* TASK ITEM *
Give all of the data again exactly as written, omitting every image.

Stored data entries:
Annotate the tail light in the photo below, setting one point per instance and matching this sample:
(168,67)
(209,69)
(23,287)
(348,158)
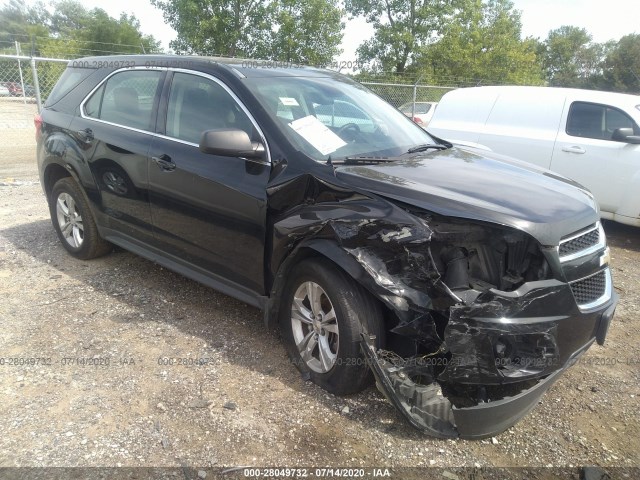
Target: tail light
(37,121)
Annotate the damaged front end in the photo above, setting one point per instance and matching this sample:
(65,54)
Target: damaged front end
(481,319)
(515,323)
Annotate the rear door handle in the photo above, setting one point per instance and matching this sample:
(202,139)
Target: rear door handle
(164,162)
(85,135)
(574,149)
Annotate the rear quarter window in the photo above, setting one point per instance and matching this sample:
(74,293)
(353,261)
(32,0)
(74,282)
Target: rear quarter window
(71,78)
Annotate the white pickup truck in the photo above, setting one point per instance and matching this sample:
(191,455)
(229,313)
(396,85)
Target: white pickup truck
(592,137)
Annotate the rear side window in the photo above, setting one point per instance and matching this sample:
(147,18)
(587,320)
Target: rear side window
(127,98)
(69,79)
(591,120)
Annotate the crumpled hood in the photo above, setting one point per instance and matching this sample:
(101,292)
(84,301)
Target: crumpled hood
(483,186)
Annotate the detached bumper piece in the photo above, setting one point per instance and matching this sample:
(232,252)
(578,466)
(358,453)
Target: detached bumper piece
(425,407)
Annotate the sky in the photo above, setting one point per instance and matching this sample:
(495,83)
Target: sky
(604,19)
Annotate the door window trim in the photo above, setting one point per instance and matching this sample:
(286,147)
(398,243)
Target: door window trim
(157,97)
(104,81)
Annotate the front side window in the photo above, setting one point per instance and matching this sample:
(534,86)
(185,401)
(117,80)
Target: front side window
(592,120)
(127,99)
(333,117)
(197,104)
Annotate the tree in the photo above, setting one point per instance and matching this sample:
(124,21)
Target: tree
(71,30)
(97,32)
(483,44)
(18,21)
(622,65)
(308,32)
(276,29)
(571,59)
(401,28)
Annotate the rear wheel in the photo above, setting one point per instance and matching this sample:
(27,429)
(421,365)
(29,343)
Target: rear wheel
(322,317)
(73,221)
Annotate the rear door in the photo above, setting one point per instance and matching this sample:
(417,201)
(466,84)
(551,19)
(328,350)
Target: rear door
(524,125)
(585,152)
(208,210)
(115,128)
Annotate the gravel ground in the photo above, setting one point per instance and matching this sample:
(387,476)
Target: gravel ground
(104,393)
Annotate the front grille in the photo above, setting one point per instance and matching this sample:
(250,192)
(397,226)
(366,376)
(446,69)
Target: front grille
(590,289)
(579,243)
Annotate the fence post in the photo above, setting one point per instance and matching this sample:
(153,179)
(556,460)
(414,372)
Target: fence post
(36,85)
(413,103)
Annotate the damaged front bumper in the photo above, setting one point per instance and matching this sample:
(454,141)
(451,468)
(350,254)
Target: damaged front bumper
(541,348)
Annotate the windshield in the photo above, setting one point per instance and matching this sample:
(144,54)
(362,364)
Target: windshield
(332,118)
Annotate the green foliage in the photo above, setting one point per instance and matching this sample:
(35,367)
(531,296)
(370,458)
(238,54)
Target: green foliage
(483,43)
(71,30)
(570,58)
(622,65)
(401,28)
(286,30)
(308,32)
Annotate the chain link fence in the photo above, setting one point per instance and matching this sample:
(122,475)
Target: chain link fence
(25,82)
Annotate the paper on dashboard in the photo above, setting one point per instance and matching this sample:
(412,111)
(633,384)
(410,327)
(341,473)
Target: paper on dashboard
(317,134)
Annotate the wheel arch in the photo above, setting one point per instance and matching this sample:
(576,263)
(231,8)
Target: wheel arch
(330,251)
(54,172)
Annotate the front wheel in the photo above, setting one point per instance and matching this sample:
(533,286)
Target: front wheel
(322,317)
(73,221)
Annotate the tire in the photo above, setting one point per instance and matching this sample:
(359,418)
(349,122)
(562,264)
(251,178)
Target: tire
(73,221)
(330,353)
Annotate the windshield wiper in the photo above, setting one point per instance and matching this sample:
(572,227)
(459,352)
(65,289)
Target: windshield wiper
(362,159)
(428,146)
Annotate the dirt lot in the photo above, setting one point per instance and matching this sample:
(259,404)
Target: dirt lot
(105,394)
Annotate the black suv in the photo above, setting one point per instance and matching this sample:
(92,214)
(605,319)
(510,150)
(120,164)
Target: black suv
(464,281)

* ANSWER TO THIS TASK *
Annotate the tail light in the photo below, setting one point per instance and matching this sample:
(168,67)
(209,69)
(23,287)
(348,158)
Target: tail light
(37,121)
Annotate the damaged front end in the photo above, setting one point per instance and matching this sample:
(65,54)
Target: damaged front end
(481,319)
(515,323)
Annotate the rear door handle in the photo above, setting one point per instance and matching this sample:
(202,139)
Target: rear door handle
(164,162)
(85,135)
(574,149)
Annotate the rear quarter window in the photo above, setting one point per instance and matching this sample:
(74,293)
(353,261)
(32,0)
(74,282)
Target: rear quarter window
(71,78)
Annotate the white pickup truck in the photo above, setting one point per instance and matching this sample:
(191,455)
(229,313)
(396,85)
Target: white pickup truck
(592,137)
Annotate the rear side window in the photo above, setting one point per instance and matching this sample:
(147,18)
(587,320)
Target: rear side window
(127,98)
(69,79)
(591,120)
Annotate the crumpled hood in the photo above, setting one point per instance and matching this sample:
(101,292)
(84,301)
Target: crumpled hood
(483,186)
Annotate the detached bumper piece in the photo above, setting one point per instance and matching this sample:
(232,252)
(578,466)
(358,453)
Target: detached bumper piece
(425,407)
Annotate the sky in the photo above, setting one point per instance and matching this sample:
(495,83)
Target: sky
(604,19)
Annotate the door window trim in the photo above, setting one point per instance and matching this sample:
(286,147)
(398,243)
Target: door window trim
(157,97)
(104,81)
Annotate the front side window in the photo above, setting one point per instance and matching this sample:
(534,86)
(185,401)
(117,80)
Target: front side window
(592,120)
(127,99)
(333,117)
(197,104)
Annotate the tree in the photo above, setting one point per instance and matching this sample:
(124,21)
Target: tree
(71,30)
(97,32)
(483,44)
(18,21)
(622,65)
(308,32)
(276,29)
(571,59)
(401,28)
Annotate the rear wheel in the photo above, setting one point per instance and matching this sample:
(27,429)
(421,365)
(29,343)
Target: rear wheel
(322,317)
(73,221)
Annotate the rear door in the photo above, setting one point per instance and matching this sample:
(417,201)
(466,84)
(551,19)
(328,350)
Target: rear door
(524,125)
(585,152)
(208,210)
(115,128)
Annotate the gravel ground in the photo above, setting one point per instance and matching this sample:
(387,476)
Target: gravel ground
(104,393)
Annotate the front grille in the photo above, setting one point per instance and matching this sample:
(250,192)
(397,226)
(366,376)
(446,69)
Target: front grille
(590,289)
(579,243)
Annotate the fence post in the photo above, setting one point per instance and matching this sample:
(153,179)
(556,460)
(414,372)
Target: fence post
(36,85)
(413,103)
Annotate the damaged front bumper in the photo above, setting one point per instance and matching this sample:
(454,141)
(451,468)
(350,254)
Target: damaged front bumper
(541,348)
Annotate the windshield in the photo above, setting one point per instance and matching this sample:
(144,54)
(362,364)
Target: windshield
(332,118)
Annotate the green foliage in the photo above, setting one point per instance and matching this sample:
(35,367)
(531,296)
(370,458)
(238,54)
Target: green foliage
(483,43)
(71,30)
(570,58)
(622,65)
(401,28)
(286,30)
(308,32)
Annotate the chain link fence in the photo above, setting one point per instance and matching this sample:
(122,475)
Target: chain link fence
(25,82)
Annotate the paper on dashboard in the photo above, setting one point per instance and matching this sample:
(412,111)
(633,384)
(410,327)
(341,473)
Target: paper on dashboard
(317,134)
Annotate the wheel arch in the photo above, setting one point per instance and matching this sample:
(576,263)
(231,8)
Target: wheel arch
(330,251)
(54,172)
Annotate the front wheel in the photo above, setting one point per instance and matching this sample:
(533,286)
Target: front wheel
(322,317)
(73,221)
Annotate the tire in the photo above, setting one point per instance and matching this sample:
(359,418)
(349,122)
(562,264)
(251,178)
Target: tire
(73,221)
(330,353)
Annotate the windshield wiper in the photo above, setting one point per instance and matching this sample:
(572,227)
(459,352)
(65,289)
Target: windshield wiper
(362,159)
(428,146)
Annotate the dirt lot in the photo above, setting one point per instance and matching this sample:
(259,404)
Target: dirt lot
(105,394)
Annotate the black suv in the photo above, setting one point per instance and matching this sample:
(92,214)
(605,319)
(510,150)
(120,164)
Target: black suv
(464,281)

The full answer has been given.